Do this
Reproduce all the entries exactly and keep the pictures out.

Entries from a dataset
★ ★ ★
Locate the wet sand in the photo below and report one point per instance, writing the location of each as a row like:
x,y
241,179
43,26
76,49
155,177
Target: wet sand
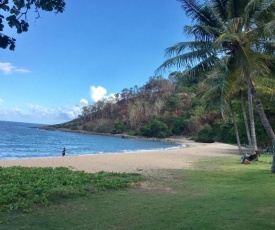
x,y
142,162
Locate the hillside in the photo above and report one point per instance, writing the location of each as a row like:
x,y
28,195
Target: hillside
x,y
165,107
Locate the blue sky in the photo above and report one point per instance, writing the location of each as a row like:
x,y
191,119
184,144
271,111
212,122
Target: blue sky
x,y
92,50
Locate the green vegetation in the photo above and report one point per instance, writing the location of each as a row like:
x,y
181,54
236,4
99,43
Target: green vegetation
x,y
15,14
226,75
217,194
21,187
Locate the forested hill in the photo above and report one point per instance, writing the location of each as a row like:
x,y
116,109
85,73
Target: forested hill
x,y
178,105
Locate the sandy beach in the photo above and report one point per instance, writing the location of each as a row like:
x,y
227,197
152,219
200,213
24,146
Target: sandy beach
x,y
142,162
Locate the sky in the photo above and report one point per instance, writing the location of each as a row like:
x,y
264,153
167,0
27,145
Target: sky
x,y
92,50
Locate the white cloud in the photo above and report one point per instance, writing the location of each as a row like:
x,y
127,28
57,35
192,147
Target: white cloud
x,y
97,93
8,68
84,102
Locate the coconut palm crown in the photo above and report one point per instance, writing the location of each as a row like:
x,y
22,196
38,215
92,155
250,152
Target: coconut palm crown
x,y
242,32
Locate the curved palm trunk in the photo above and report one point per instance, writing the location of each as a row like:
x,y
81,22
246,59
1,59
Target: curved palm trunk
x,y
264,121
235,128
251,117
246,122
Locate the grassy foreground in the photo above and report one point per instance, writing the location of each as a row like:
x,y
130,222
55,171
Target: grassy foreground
★ ★ ★
Output of the exercise
Locate the wet sand in the photo below and report one point per instance, writing the location of each as a row like:
x,y
241,179
43,26
76,49
155,177
Target: wet sand
x,y
142,162
Locate the hillside in the photo above and report one point per instance, writing the location of each as a row like:
x,y
28,195
Target: hillside
x,y
165,107
Locate the blue sky in the photo above and report one point per instance, writing the location of each as a row like:
x,y
191,119
184,144
271,111
212,122
Target: blue sky
x,y
92,50
Locate the green vegetation in the photo above and report one point per instance, writing the location of each as a row like:
x,y
181,54
236,4
99,43
Target: green vegetation
x,y
15,14
226,75
217,194
21,187
Locate the forested hill in the photo above and report one point per instance, writing the location of each as a row like:
x,y
116,109
85,73
Target: forested hill
x,y
178,105
Locate the sandy beach in the photo above and report one point per instance, writing the location of each as a row like:
x,y
227,197
152,219
200,213
24,146
Target: sandy beach
x,y
142,162
Locate the sky in the photo above and report one point per instance, writing the location of each as a row like:
x,y
264,153
167,0
27,145
Target: sky
x,y
92,50
Locate the white cloud in the photo above and report one point per instance, writing the location of each as a row like:
x,y
127,28
57,35
192,147
Target: white cloud
x,y
97,93
8,68
84,102
Locate the coconut palm crown in the photo above and report one point per instance, writing the location of each as a row like:
x,y
22,196
38,215
92,155
250,152
Target: coconut palm crown
x,y
242,32
Locate the curved palm trunk in the photo above and report one point per instance, writing the location of each as a row like:
x,y
81,22
246,59
1,59
Target: curved palm trunk
x,y
264,121
235,128
251,117
246,122
Locate the grassy foreground in the photo above and report one point per instance, writing the location of each as a row like:
x,y
130,222
55,171
Target: grassy foreground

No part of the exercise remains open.